**Exercise objective:** Start to finish, the listing must be rewritten exactly.

----------

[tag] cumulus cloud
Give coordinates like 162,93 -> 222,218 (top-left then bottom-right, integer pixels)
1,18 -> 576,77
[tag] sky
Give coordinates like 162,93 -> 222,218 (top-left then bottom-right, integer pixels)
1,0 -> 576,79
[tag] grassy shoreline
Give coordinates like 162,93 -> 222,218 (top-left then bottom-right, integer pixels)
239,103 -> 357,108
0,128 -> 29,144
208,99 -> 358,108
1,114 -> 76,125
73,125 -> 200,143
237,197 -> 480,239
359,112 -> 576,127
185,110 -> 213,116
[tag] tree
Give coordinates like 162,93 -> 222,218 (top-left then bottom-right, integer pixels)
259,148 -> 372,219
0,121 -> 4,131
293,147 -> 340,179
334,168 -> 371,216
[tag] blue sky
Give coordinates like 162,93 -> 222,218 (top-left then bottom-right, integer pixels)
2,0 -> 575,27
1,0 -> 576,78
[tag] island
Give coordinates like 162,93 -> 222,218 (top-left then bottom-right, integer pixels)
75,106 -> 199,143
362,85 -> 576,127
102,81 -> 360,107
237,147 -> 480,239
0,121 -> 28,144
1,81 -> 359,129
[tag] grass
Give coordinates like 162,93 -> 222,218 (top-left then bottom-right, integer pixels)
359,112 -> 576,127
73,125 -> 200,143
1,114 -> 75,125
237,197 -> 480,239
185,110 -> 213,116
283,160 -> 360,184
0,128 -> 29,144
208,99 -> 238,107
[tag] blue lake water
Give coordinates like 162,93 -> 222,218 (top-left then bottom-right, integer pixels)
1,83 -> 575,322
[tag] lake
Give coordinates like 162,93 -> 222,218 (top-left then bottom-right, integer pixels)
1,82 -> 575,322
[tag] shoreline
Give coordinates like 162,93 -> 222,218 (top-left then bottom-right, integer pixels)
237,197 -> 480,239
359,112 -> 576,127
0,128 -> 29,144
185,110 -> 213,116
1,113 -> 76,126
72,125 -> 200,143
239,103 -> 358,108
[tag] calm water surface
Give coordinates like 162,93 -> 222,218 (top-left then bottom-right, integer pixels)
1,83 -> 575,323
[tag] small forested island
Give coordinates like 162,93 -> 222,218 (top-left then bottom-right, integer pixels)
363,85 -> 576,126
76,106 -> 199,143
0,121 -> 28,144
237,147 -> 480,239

----------

**Response area:**
[tag] cumulus cloud
Give coordinates like 162,93 -> 222,218 (top-left then bottom-right, integer pixels)
1,18 -> 576,77
[tag] sky
Give coordinates like 162,93 -> 222,218 (top-left then bottom-right, integer pixels)
1,0 -> 576,79
[tag] grassy shoreline
Give coordinates like 162,93 -> 222,218 (top-left then bottom-right, integer pixels)
239,103 -> 357,108
0,128 -> 29,144
208,99 -> 358,108
1,114 -> 76,125
73,125 -> 200,143
237,197 -> 480,239
359,112 -> 576,127
185,110 -> 213,116
[tag] tree
Give coordinates like 162,93 -> 222,218 (top-left then bottom-right, integer pixels)
259,148 -> 372,219
0,121 -> 4,131
293,147 -> 340,179
334,168 -> 371,216
[tag] blue sky
Give coordinates like 162,93 -> 222,218 (top-left then bottom-right, integer pixels)
2,0 -> 575,27
1,0 -> 576,78
[tag] island
Give coordinates like 162,93 -> 222,218 (top-left then bottom-right, integer pixels)
75,106 -> 199,143
362,85 -> 576,127
102,81 -> 360,107
237,147 -> 480,239
0,121 -> 28,144
1,81 -> 359,129
[tag] grass
Give coordinates like 162,93 -> 222,218 (top-left then bottom-right, integer pixels)
359,112 -> 576,127
73,125 -> 200,143
1,114 -> 75,125
237,197 -> 480,239
185,110 -> 213,116
283,160 -> 360,184
0,128 -> 29,144
208,99 -> 238,107
[tag] blue lake water
Give coordinates like 162,93 -> 222,218 (top-left then bottom-right, integer pixels)
1,83 -> 575,322
[tag] lake
Give coordinates like 162,93 -> 222,218 (top-left then bottom-right, integer pixels)
1,82 -> 575,322
[tag] shoreline
Give coordinates like 162,93 -> 222,218 (top-left then bottom-right, integer pixels)
237,197 -> 480,239
359,112 -> 576,127
0,128 -> 29,144
185,110 -> 213,116
1,113 -> 76,126
72,125 -> 200,143
239,103 -> 358,108
[tag] calm water surface
Give coordinates like 162,93 -> 222,218 (top-left then bottom-right, integer pixels)
1,83 -> 575,323
[tag] small forested island
Give coordinates like 162,93 -> 222,218 (top-left then bottom-right, integer pixels)
363,85 -> 576,126
76,106 -> 199,143
0,121 -> 28,144
237,147 -> 480,239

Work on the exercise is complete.